::: Information supplied :::
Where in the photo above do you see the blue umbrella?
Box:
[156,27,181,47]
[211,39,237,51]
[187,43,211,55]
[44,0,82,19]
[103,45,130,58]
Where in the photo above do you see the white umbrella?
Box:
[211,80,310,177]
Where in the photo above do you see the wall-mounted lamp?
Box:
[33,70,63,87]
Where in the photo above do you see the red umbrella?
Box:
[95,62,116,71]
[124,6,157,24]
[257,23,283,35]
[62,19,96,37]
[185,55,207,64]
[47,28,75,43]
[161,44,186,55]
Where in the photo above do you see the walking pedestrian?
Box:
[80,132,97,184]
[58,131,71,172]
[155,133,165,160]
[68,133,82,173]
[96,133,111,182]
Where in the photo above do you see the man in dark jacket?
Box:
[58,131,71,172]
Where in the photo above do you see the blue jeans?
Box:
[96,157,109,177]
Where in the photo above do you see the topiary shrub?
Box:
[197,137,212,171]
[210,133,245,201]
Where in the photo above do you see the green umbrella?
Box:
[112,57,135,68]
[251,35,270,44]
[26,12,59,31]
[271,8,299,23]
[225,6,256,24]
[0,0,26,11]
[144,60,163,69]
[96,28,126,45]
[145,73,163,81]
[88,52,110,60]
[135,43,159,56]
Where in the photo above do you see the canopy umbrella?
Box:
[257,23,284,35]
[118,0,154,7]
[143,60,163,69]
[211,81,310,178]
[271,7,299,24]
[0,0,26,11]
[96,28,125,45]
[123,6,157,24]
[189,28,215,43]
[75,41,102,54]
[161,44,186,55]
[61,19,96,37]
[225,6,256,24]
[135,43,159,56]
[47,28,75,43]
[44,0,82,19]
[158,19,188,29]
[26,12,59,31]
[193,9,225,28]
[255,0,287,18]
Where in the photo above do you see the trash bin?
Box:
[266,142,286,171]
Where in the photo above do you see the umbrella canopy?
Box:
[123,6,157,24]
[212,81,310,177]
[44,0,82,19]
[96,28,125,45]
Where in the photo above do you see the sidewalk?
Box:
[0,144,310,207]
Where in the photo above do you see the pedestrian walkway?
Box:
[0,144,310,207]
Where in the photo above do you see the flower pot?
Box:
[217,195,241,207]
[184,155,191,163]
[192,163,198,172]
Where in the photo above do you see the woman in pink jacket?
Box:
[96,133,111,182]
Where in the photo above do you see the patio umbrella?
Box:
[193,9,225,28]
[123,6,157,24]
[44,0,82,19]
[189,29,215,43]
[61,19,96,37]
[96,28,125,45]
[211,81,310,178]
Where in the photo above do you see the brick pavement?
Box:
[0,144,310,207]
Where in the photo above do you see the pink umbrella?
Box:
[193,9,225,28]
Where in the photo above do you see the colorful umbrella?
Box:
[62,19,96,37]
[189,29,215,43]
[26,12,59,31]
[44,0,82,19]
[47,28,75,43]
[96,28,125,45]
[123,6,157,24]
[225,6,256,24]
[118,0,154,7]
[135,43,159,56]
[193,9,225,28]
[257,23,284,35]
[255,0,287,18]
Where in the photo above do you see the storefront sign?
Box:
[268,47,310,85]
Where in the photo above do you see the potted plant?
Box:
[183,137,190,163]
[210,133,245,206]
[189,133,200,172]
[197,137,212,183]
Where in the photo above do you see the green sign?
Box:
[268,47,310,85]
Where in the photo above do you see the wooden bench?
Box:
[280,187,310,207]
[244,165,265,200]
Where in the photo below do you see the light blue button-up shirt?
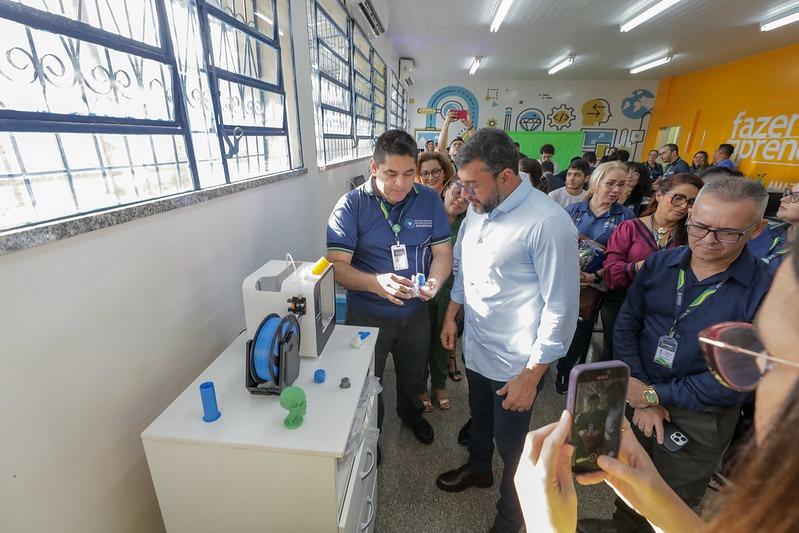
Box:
[450,180,580,381]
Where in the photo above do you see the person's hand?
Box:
[372,272,413,305]
[513,411,577,533]
[461,111,472,130]
[497,368,540,411]
[441,317,458,350]
[633,405,671,444]
[577,419,705,531]
[580,272,596,289]
[419,278,440,302]
[627,377,649,409]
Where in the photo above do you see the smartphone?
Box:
[566,361,630,474]
[652,420,691,453]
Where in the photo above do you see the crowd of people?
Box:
[327,113,799,532]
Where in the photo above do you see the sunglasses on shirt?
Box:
[699,322,799,392]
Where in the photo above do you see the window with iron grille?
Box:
[0,0,302,230]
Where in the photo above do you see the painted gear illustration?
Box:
[547,104,577,130]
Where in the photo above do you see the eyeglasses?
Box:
[419,167,444,181]
[663,191,696,207]
[782,189,799,204]
[685,220,760,244]
[699,322,799,392]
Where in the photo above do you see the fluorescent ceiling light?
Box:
[490,0,513,32]
[619,0,681,32]
[549,56,574,76]
[760,11,799,31]
[630,56,671,74]
[469,56,483,76]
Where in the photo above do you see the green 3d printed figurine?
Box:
[280,387,308,429]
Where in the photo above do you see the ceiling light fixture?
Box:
[619,0,681,33]
[549,56,574,76]
[760,11,799,31]
[490,0,513,32]
[630,56,671,74]
[469,56,483,76]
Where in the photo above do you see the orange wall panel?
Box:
[646,45,799,189]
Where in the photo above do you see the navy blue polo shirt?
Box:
[613,246,771,411]
[327,178,450,318]
[566,200,635,246]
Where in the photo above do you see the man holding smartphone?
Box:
[436,129,580,533]
[592,177,771,531]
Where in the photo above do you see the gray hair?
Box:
[696,176,768,218]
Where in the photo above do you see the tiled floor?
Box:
[377,336,613,533]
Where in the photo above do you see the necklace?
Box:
[649,213,671,248]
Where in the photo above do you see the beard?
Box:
[472,187,505,215]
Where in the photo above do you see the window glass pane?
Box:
[208,17,279,85]
[219,80,283,128]
[206,0,275,39]
[12,0,161,46]
[0,19,174,120]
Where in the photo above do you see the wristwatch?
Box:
[644,385,660,406]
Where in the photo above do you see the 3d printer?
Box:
[242,258,336,394]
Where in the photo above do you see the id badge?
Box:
[391,244,408,271]
[655,335,679,368]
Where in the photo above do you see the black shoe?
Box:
[405,418,434,444]
[555,372,569,394]
[577,518,621,533]
[458,418,472,446]
[436,463,494,492]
:::
▶ **Direction**
Reproduce the lines starting at the line that contains "Where in the photo above do you see the window glass" and ending at the line that contains "[242,258,336,394]", keeping every line. Scale each bounding-box coordinate by 1.4 and round it to a whole number, with halves rounded up, and leave all other text unchanged.

▶ **Response to this exercise**
Where in the photo above do you see the window glass pane?
Box:
[291,24,391,119]
[307,112,396,179]
[288,0,385,55]
[17,0,225,64]
[0,27,244,168]
Where in the photo above do you see the wristwatch?
Box:
[902,539,924,568]
Where in the photo above do you see the 3d printer?
Box:
[339,361,470,552]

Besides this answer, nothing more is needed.